**Directions for this task:** Reproduce all the entries, matching the original word for word.

═══ Data for processing

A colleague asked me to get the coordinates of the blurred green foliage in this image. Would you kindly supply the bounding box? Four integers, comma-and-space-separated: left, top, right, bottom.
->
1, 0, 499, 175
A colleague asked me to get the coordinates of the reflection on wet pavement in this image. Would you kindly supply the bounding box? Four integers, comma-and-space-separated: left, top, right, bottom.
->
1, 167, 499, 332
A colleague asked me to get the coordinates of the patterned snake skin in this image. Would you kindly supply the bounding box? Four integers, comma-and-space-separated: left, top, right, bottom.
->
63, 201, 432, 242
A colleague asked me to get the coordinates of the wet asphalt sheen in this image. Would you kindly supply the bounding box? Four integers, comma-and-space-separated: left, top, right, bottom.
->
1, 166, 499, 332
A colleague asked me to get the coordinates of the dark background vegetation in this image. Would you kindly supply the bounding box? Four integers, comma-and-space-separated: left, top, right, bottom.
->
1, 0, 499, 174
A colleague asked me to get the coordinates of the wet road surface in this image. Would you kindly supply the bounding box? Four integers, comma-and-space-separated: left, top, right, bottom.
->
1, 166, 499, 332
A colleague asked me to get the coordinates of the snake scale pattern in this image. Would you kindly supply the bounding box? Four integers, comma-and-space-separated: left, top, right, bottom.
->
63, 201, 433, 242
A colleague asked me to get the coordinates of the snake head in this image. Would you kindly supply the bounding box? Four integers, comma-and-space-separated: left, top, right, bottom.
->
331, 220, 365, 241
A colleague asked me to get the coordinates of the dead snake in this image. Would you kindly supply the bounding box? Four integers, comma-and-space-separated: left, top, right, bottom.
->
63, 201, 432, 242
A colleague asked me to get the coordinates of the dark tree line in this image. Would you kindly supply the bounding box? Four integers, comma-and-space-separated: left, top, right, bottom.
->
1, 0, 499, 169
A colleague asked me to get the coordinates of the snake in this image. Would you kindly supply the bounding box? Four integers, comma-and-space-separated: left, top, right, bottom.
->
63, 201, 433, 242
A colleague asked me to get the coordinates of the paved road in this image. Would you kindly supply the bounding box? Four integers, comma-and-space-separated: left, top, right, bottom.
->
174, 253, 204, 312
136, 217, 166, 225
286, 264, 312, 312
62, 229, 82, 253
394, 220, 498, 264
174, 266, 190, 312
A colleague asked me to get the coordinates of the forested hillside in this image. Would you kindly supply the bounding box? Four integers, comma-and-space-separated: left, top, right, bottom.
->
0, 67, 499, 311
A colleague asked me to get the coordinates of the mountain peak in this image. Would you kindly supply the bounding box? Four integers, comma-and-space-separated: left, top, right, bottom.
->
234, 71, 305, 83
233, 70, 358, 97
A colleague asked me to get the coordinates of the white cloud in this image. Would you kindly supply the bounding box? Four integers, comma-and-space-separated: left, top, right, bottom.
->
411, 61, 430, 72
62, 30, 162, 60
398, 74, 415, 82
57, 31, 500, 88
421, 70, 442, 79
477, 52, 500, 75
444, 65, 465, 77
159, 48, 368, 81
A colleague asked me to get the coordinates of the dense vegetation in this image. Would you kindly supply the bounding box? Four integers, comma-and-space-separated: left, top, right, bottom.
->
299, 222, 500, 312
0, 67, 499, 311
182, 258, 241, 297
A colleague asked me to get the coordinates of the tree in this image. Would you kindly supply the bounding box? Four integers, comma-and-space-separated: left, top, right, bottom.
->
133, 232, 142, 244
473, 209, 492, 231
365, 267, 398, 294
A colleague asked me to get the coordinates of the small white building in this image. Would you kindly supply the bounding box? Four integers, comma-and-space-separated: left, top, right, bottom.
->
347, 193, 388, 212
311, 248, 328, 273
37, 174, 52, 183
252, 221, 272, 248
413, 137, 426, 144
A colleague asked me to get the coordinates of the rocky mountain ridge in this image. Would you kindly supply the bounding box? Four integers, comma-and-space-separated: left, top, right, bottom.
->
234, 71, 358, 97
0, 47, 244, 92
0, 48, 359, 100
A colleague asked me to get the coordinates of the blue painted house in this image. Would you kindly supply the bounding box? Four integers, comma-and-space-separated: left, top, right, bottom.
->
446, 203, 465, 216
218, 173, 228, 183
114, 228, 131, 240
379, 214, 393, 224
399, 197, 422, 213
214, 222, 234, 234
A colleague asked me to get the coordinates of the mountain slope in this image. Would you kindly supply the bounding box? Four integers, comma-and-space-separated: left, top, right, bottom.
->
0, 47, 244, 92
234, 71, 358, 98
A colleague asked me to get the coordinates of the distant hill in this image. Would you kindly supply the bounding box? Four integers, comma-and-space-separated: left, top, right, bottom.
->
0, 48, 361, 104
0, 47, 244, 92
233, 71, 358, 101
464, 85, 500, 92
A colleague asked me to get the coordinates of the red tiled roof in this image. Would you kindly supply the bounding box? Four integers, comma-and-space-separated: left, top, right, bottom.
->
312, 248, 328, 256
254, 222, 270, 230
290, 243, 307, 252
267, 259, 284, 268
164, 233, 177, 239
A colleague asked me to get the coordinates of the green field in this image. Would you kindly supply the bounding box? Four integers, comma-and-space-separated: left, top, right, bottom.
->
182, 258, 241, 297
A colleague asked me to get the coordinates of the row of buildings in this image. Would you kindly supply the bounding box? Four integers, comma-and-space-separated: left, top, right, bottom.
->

══════

**Completed exercise:**
A colleague asked me to get the coordinates of the blurred green foliage in this image. Would you kindly supply the bounding box? Four integers, comma-and-space-separated: left, top, right, bottom.
->
1, 0, 499, 175
A colleague asked me to get the coordinates of the reflection on wet pavement in this image. Would you kindly supply the bounding box? Four integers, comma-and-space-separated: left, top, right, bottom.
->
1, 167, 499, 332
A colleague asked me to get the coordinates of the patterned snake skin in this image. Would you kindly supply the bounding box? Four integers, comma-and-space-separated: left, top, right, bottom.
->
63, 201, 432, 242
A colleague asked me to get the coordinates of the wet asphalt sheen in this image. Would you kindly supply the bounding box? Four integers, comma-and-space-separated: left, top, right, bottom.
->
1, 166, 499, 332
A colleague asked me to get the coordinates of the dark background vegetation in this image. Would you kindly supply the bounding box? Four integers, comma-and-space-separated: left, top, right, bottom.
->
1, 0, 499, 174
A colleague asked me to get the coordinates of the wet road surface in this image. Would you kindly supply the bounding box? Four integers, comma-and-space-separated: left, top, right, bottom.
->
1, 166, 499, 332
A colleague asked me to get the coordinates of the snake scale pattern in this image. Would you kindly supply the bounding box? Four integers, comma-and-space-separated: left, top, right, bottom.
->
63, 201, 433, 242
A colleague asked me to get the coordinates of the snake head in this image. Would you kindly supply the bounding box? Four integers, comma-and-space-separated: left, top, right, bottom.
->
331, 220, 365, 241
A colleague asked me to get the coordinates of the dead snake in this image. Would you kindly supply the bounding box? Four integers, comma-and-space-separated: left, top, right, bottom.
->
63, 201, 432, 242
A colleague asked me to get the coordinates of the dark tree line in this image. Would you kindly supply the bounding box? Four integers, comma-and-space-separated: left, top, right, bottom.
->
1, 0, 499, 169
A colleague asked me to get the coordinates of the snake in this image. Would you kindly supply the bounding box? Four integers, comma-and-space-separated: left, top, right, bottom.
->
63, 201, 433, 242
A colleague asked me to get the coordinates of the paved road in this image. Would you kindly supply the bounding box? Four integers, comma-and-space-separated: left, top, right, bottom.
->
174, 253, 204, 312
136, 217, 166, 225
286, 264, 312, 312
62, 229, 82, 253
394, 220, 498, 264
174, 266, 190, 312
A colleague asked me to get the coordinates of the forested hillside in this image. Would you kindly supply the bounding box? Four integers, comma-and-space-separated: left, top, right, bottom.
->
0, 67, 499, 311
A colleague asked me to get the coordinates of the mountain peak in this image. Would you kindly supply the bounding box? Four integers, comma-and-space-separated: left, top, right, bottom.
->
234, 71, 305, 83
233, 70, 358, 97
A colleague asked me to get the coordinates of the white cloud in this image. Would you kindly supply the bounding box? Four integers, comma-and-space-separated: left, top, right, bottom.
->
411, 61, 430, 72
62, 30, 162, 60
398, 74, 415, 82
57, 31, 500, 88
421, 70, 442, 79
477, 52, 500, 75
444, 65, 465, 77
159, 48, 368, 81
A colleague asked me to get the coordinates of the dense vegetation in this image. Would you kindly supply the bounding box? Four integers, comma-and-space-separated: left, top, right, bottom.
->
299, 222, 500, 312
0, 67, 499, 311
182, 258, 241, 297
A colleague asked me to get the coordinates of the tree in this image. Would you kindly supply the bounding box? Four integers, comma-and-space-separated: left, top, right, bottom.
->
133, 232, 142, 244
473, 209, 492, 231
365, 267, 398, 294
A colleague asked me to get the coordinates of the small white building in this image. Would you kindly supply the bounding box? Four integers, comma-and-space-separated: left, top, right, bottom.
->
347, 193, 388, 212
311, 248, 328, 273
37, 174, 52, 183
252, 221, 272, 248
413, 137, 426, 144
A colleague asked me to get the coordinates of the rocky mountain ridge in this image. Would you kindly supply the bounding box? Four integers, comma-and-space-separated: left, top, right, bottom.
->
234, 71, 358, 97
0, 47, 244, 92
0, 48, 359, 100
A colleague asked me to get the coordinates of the blue painted house in this image. Would you kindly supply the bounding box? Four integers, comma-and-space-separated: left, top, right, bottom.
->
446, 203, 465, 216
218, 173, 228, 183
114, 228, 131, 240
379, 214, 393, 224
399, 197, 422, 213
214, 222, 234, 234
A colleague asked me to get the coordinates of the mountain slope in this image. Would you kindly supply the bounding box? Four integers, comma-and-space-separated: left, top, right, bottom.
->
0, 47, 244, 92
234, 71, 358, 98
A colleague asked me to get the coordinates of the distant hill in this image. Would you kindly supply the bounding box? Four integers, comma-and-space-separated: left, top, right, bottom.
->
0, 48, 361, 104
0, 47, 244, 92
233, 71, 358, 101
464, 85, 500, 92
A colleague asked me to get the coordinates of the red tiled roof in this image. Would you kindly supply the bounding box? Four integers, comma-and-space-separated: left, top, right, bottom.
->
312, 248, 328, 256
254, 222, 270, 230
290, 243, 307, 252
267, 259, 284, 268
164, 233, 177, 239
A colleague asked me to get the coordinates of the green field in this image. Would you kindly supply the bounding box? Four integers, comma-and-space-separated: left, top, right, bottom.
->
182, 258, 241, 297
A colleague asked me to get the coordinates of the row of buildings in this image. Would you kindly supply the bounding box? Four integers, comma-and-space-separated: left, top, right, bottom.
->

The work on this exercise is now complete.